** Excerpt follows **

Different estimands require different methods of estimation, and different estimators may require more or less stringent assumptions. Our work focuses on identifying appropriate estimators for different settings.

What are estimators and why are they relevant?

An estimator is the method we use to analyse our data in order to compute an estimate of the treatment effect. Different estimators may answer different research questions (i.e. estimands) and may require different assumptions in order to be valid. It’s therefore important to use an appropriate estimator for a given setting, as inappropriate estimators may answer the wrong question or be at risk of bias.   

Some estimands, such as those based on a treatment policy strategy, can be simple to estimate, for instance using a standard intention-to-treat approach. However, estimation becomes more complicated when there is missing data, or if different estimands are of interest. For instance, instead of asking the question “What is the effect of assigning a treatment?”, we might be interested in answering “What is the treatment effect in those patients who adhere?”, or “What is the effect if patients hadn’t been allowed to switch treatment arms?” These questions are harder to answer, because occurrences like non-adherence or treatment switching may differ between treatment arms, which can break randomisation. Thus, more advanced statistical methods, often based on causal inference, are required.

A hypothetical estimand can be estimated using inverse probability of censoring weights. This is illustrated on a left-to-right time-line showing two individuals who don’t adhere (marked X) and so are replaced in the analysis by increasing the weights of similar individuals who do adhere.

What have we done?

Our work focuses on identifying the best estimators in different settings. We have:

  • Described a simple ‘Modified Intention-To-Treat’ approach to estimate the principal stratum effect in patients who would actually start on treatment
  • Described methods to estimate hypothetical strategies for treatment switching or non-adherence
  • Evaluated methods to estimate hypothetical strategies for non-adherence in non-inferiority trials
  • Developed methods to estimate treatment policy and hypothetical strategies with missing data, including in trials affected by pandemics

How will this make a difference?

Our work provides practical guidance on which estimators should be used in practice. Better choice of estimator can lead to more relevant questions being answered and reduced risk of bias.

** End of Excerpt **

• _Explore the material_:
a) Determine whether each of the following statements agrees with the passage on estimators. For each, answer yes or no and quote the words of the passage that decide it. (i) Estimands based on a treatment policy strategy can be simple to estimate with a standard intention-to-treat approach. (ii) The work evaluated methods to estimate hypothetical strategies for non-adherence in superiority trials. (iii) Occurrences such as non-adherence or treatment switching are harder to address because they are always identical across treatment arms.
b) Transcribe the part of the passage on estimators that opens with the words containing "Different estimands require" and closes with "at risk of bias.".

** Data for analysis follows **

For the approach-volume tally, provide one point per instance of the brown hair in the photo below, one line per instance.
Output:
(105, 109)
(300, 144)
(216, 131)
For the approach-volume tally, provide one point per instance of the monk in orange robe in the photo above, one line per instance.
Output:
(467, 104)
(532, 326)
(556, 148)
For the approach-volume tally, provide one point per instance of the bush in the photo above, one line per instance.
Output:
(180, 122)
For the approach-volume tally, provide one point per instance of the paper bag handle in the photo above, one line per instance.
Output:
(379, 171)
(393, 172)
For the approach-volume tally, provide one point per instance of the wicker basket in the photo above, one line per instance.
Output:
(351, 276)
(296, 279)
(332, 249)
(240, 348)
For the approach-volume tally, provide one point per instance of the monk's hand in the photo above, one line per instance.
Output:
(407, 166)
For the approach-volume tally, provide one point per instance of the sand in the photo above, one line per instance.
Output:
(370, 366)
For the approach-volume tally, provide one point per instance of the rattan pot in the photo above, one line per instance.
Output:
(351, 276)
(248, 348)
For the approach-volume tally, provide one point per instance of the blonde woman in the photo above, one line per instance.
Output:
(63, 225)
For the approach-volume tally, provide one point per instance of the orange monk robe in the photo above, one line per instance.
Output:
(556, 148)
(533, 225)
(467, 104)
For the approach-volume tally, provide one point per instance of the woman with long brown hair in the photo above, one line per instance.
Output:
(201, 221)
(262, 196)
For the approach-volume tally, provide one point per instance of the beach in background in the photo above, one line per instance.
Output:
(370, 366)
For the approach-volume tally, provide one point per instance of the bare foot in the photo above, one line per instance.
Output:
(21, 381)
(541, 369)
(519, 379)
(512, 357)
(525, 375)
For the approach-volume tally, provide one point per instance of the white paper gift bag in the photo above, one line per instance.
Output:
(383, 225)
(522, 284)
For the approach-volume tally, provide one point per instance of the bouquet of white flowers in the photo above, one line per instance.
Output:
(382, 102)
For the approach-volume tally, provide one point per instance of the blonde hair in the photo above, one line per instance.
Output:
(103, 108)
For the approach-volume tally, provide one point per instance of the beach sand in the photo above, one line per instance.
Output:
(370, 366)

** End of Data for analysis **

• _List of answers_:
a)
(i) Yes: "Some estimands, such as those based on a treatment policy strategy, can be simple to estimate, for instance using a standard intention-to-treat approach."
(ii) No: "Evaluated methods to estimate hypothetical strategies for non-adherence in non-inferiority trials"
(iii) No: "because occurrences like non-adherence or treatment switching may differ between treatment arms, which can break randomisation"

b)
Different estimands require different methods of estimation, and different estimators may require more or less stringent assumptions. Our work focuses on identifying appropriate estimators for different settings.

What are estimators and why are they relevant?

An estimator is the method we use to analyse our data in order to compute an estimate of the treatment effect. Different estimators may answer different research questions (i.e. estimands) and may require different assumptions in order to be valid. It’s therefore important to use an appropriate estimator for a given setting, as inappropriate estimators may answer the wrong question or be at risk of bias.